§ **The problem**: Repeat the lines below verbatim, starting at the line containing "of the asphalt" and ending at the last line of the items, including both.

§ **Data shown**:
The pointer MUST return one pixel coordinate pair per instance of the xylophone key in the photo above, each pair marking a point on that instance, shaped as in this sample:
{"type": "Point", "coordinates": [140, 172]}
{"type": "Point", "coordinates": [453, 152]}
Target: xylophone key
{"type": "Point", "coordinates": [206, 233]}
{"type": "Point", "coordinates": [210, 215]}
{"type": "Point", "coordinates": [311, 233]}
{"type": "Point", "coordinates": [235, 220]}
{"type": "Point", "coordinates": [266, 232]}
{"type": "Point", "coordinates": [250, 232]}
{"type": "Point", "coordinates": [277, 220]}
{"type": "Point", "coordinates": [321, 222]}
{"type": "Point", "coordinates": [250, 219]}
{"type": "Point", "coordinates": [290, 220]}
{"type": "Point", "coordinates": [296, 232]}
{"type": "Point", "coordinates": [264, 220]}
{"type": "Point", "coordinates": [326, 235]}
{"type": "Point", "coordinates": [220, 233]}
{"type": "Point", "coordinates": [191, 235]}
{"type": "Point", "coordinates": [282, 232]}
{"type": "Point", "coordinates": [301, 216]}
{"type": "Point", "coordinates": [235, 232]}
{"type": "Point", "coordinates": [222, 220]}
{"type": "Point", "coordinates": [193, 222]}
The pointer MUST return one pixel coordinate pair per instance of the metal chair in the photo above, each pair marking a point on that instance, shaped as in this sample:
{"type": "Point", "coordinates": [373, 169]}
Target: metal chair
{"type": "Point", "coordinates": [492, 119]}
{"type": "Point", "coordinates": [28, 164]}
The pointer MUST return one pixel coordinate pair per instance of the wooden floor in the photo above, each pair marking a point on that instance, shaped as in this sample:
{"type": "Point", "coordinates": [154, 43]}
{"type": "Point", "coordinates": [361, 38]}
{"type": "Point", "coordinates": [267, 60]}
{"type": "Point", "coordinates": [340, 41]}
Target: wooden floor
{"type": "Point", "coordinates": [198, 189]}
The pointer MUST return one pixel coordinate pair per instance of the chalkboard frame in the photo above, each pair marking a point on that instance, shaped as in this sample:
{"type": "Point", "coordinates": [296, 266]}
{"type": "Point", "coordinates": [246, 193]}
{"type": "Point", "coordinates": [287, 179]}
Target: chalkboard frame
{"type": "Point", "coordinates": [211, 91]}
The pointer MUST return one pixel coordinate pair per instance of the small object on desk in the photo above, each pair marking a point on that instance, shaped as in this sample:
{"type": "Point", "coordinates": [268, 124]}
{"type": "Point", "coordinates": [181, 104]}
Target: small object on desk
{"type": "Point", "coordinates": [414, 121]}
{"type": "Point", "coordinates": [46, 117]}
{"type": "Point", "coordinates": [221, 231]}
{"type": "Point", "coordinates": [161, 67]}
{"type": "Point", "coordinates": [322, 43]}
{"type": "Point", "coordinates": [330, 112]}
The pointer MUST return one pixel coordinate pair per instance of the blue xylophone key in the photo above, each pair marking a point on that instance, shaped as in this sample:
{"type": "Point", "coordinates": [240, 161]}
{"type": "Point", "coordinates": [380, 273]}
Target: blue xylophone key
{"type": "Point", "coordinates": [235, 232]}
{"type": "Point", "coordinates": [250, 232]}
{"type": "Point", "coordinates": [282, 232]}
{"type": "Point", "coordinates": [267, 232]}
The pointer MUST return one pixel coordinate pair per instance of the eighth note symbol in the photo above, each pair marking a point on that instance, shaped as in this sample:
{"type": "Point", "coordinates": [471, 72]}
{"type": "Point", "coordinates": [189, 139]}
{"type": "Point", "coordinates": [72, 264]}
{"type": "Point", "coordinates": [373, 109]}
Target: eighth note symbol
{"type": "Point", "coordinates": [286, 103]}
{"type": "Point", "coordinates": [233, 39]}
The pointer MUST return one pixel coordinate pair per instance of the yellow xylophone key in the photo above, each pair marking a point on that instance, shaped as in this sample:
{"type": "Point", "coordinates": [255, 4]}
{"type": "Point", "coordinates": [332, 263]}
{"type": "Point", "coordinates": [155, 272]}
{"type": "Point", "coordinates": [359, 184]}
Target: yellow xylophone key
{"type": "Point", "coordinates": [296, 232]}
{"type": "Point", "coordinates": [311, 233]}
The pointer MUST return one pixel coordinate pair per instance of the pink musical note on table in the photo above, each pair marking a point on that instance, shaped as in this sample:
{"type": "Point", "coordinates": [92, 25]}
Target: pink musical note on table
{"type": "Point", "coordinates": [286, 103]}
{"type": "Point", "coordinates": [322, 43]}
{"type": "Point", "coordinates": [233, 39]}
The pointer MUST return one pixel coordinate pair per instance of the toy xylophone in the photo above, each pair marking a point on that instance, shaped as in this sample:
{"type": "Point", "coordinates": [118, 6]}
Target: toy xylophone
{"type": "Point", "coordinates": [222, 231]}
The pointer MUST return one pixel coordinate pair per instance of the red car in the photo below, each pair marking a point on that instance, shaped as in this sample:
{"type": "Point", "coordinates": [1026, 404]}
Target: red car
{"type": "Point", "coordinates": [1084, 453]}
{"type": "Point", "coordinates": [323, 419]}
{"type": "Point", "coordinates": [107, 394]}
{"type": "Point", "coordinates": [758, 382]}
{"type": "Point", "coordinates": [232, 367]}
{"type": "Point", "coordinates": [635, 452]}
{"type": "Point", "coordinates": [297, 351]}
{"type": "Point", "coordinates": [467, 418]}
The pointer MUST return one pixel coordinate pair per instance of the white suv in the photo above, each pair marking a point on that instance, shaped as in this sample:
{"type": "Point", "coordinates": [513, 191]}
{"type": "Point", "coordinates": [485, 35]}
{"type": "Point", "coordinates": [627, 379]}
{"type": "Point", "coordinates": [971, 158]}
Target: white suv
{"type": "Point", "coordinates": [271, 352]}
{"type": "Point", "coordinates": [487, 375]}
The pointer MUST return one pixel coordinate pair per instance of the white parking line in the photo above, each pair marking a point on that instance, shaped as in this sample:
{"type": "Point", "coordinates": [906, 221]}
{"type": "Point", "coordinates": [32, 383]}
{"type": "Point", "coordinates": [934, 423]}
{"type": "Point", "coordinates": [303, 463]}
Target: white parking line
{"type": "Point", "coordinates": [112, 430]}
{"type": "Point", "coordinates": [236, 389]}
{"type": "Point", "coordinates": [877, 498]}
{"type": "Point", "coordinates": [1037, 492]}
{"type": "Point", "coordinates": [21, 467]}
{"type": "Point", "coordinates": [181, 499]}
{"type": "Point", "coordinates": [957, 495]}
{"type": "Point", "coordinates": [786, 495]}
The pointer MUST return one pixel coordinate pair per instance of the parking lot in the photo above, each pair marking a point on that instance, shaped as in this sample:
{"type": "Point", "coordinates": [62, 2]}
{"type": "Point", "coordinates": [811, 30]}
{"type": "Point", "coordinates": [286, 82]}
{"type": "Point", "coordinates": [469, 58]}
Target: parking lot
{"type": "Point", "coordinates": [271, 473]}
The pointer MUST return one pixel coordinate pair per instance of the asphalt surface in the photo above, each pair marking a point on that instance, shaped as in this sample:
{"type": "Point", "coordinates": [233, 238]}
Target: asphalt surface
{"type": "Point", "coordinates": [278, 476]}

§ **Correct response**:
The pointer MUST return one pixel coordinate pair per instance of the asphalt surface in the photo above, each pair marking a point on that instance, shaped as in this sample:
{"type": "Point", "coordinates": [233, 238]}
Target: asphalt surface
{"type": "Point", "coordinates": [278, 476]}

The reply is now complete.